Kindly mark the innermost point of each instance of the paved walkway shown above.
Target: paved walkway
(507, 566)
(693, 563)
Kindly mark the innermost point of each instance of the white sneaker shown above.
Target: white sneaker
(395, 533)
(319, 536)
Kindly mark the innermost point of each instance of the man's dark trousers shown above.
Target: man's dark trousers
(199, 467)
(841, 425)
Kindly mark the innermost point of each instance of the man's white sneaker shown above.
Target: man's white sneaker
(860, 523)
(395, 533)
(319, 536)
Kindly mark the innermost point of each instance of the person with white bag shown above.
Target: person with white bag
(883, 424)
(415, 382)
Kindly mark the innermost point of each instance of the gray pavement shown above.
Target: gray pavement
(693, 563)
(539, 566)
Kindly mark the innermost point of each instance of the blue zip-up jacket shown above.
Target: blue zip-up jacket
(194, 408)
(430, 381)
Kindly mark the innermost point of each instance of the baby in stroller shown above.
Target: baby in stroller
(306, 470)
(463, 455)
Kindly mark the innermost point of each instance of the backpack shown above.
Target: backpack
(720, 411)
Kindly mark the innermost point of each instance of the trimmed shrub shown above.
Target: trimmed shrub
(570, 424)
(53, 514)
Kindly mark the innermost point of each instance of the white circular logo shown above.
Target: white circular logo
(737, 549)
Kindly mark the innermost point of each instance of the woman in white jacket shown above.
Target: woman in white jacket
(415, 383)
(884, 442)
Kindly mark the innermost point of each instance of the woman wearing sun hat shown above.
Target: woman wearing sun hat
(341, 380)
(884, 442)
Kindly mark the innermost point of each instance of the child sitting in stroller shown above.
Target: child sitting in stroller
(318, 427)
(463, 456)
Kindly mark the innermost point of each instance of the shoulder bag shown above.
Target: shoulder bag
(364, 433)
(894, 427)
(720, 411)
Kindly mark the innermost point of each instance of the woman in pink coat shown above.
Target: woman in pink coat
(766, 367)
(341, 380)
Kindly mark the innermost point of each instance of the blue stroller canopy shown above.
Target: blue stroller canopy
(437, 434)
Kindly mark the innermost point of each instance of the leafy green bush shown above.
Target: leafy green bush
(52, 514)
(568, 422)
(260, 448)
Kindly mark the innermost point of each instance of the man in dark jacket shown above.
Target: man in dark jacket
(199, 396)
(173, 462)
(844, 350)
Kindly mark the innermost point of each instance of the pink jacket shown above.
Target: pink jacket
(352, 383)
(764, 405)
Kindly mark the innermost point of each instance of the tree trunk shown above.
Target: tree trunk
________
Give back exactly the lines beginning at the one with "Target: man in dark jacket" and ending at the final line of the material; both boundary lines belong in it.

### Your solution:
Target: man in dark jacket
(199, 396)
(173, 462)
(844, 350)
Kindly mark the innermost point of each instance of the pink jacket shown above.
Target: pink jacket
(352, 383)
(764, 405)
Kindly mark the innermost point of each instance of the tree trunk shown above.
Target: tree trunk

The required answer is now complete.